> [Work required] Gather every line of the material that contains the word "formation" and copy each one out.

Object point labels
···

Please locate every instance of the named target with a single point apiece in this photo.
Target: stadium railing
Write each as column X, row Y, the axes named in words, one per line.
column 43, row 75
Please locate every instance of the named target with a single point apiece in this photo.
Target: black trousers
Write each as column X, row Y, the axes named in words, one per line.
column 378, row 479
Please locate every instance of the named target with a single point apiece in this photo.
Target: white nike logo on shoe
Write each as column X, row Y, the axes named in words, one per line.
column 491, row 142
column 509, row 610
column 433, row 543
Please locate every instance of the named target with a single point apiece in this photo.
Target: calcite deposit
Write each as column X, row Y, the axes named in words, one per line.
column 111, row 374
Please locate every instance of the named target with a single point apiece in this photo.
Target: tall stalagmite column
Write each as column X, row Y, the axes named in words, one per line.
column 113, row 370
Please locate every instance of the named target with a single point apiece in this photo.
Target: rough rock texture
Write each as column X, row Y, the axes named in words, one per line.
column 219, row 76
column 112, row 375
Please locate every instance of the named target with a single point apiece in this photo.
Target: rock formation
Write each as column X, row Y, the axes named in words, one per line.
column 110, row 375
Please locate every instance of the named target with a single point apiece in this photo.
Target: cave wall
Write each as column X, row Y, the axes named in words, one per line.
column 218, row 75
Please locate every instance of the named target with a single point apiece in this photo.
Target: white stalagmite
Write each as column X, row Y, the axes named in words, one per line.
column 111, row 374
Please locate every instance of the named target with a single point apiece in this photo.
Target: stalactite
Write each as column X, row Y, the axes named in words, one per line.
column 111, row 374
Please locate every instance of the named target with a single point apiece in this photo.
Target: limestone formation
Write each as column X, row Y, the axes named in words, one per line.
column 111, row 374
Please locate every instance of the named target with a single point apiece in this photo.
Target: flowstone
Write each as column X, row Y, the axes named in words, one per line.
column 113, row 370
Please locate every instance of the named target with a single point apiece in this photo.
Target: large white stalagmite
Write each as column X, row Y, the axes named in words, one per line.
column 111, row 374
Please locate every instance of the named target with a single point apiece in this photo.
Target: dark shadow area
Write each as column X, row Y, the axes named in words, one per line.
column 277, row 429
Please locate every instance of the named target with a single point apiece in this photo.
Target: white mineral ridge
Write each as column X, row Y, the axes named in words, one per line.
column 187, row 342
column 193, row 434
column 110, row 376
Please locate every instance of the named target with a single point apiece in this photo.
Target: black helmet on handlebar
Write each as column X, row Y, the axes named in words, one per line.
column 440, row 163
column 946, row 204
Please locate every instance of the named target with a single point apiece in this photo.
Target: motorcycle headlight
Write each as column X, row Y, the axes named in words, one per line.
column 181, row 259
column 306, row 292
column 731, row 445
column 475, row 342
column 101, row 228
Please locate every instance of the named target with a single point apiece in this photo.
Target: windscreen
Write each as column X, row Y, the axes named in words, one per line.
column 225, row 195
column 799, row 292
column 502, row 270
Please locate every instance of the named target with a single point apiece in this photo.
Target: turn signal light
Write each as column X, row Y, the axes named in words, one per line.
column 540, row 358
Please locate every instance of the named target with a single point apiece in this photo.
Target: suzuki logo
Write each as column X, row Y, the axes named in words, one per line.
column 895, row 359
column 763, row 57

···

> [Written solution]
Target: rock formation
Target: limestone formation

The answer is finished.